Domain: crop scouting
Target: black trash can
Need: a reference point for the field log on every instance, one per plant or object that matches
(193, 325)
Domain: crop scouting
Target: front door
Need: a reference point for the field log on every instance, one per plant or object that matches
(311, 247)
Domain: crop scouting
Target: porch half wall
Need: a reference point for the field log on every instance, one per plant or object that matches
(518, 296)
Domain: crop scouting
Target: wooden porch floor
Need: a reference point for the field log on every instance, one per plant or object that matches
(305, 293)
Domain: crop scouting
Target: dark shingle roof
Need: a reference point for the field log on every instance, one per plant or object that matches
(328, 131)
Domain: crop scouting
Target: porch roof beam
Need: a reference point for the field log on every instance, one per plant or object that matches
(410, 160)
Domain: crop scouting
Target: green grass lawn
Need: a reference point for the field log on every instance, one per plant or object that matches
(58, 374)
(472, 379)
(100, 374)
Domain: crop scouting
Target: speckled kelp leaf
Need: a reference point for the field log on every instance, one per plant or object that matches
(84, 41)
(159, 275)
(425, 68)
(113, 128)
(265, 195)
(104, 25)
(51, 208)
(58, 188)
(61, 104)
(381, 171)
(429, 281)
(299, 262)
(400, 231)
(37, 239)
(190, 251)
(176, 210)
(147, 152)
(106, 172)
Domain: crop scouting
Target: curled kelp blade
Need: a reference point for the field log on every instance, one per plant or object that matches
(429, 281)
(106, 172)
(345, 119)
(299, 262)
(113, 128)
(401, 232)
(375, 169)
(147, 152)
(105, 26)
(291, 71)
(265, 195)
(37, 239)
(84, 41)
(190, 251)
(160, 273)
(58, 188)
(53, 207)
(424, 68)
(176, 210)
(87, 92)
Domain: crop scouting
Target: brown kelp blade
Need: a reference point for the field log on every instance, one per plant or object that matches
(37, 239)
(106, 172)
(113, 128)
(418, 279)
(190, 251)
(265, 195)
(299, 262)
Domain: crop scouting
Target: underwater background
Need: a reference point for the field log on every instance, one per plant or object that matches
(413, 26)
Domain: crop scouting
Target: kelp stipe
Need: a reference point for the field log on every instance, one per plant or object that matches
........
GOAL: Gather every line of the listing above that contains the string "porch". Case counts, so a line matches only if its letters agree in capitalization.

RESPONSE FOR THIS EXERCISE:
Target: porch half wall
Target: wooden porch floor
Target: porch roof beam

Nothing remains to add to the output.